◆ **EXERCISE DETAILS**:
Your answer is the lines below, exactly, from the one that contains "Target: truck windshield" through the one that contains "Target: illuminated window", both included.

◆ **DATASET CONTENT**:
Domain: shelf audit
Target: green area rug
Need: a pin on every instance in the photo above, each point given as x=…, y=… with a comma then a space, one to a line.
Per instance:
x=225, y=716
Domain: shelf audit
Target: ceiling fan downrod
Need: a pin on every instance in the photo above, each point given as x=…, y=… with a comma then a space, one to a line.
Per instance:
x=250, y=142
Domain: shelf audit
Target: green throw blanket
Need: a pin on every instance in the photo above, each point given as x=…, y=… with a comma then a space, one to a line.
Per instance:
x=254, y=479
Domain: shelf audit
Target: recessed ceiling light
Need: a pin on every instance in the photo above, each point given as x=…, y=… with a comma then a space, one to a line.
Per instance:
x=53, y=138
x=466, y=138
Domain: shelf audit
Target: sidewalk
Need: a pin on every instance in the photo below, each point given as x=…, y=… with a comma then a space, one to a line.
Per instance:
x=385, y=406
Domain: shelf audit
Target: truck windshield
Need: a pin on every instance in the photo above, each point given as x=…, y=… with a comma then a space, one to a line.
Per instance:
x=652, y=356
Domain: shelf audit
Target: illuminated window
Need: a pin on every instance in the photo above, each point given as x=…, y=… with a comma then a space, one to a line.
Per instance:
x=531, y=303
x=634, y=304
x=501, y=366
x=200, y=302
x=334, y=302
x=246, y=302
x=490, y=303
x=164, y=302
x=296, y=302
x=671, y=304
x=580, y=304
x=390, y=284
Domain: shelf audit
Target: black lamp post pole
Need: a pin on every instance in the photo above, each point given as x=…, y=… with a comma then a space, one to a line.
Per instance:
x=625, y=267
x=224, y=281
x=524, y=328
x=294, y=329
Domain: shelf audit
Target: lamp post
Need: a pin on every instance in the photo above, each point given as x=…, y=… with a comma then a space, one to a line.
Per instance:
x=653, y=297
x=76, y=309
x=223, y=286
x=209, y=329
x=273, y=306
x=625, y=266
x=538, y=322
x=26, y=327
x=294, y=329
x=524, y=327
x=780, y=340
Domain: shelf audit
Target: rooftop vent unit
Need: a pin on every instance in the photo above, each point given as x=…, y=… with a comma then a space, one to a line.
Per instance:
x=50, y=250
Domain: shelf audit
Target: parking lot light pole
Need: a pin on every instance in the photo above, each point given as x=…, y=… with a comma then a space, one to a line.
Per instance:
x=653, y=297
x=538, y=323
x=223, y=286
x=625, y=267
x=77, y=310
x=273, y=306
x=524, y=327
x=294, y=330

◆ **ANSWER FOR THIS EXERCISE**:
Target: truck windshield
Need: a pin on every instance in the photo above, each point given as x=…, y=… with a comma then a space, one to a line.
Per instance:
x=652, y=356
Domain: shelf audit
Target: illuminated window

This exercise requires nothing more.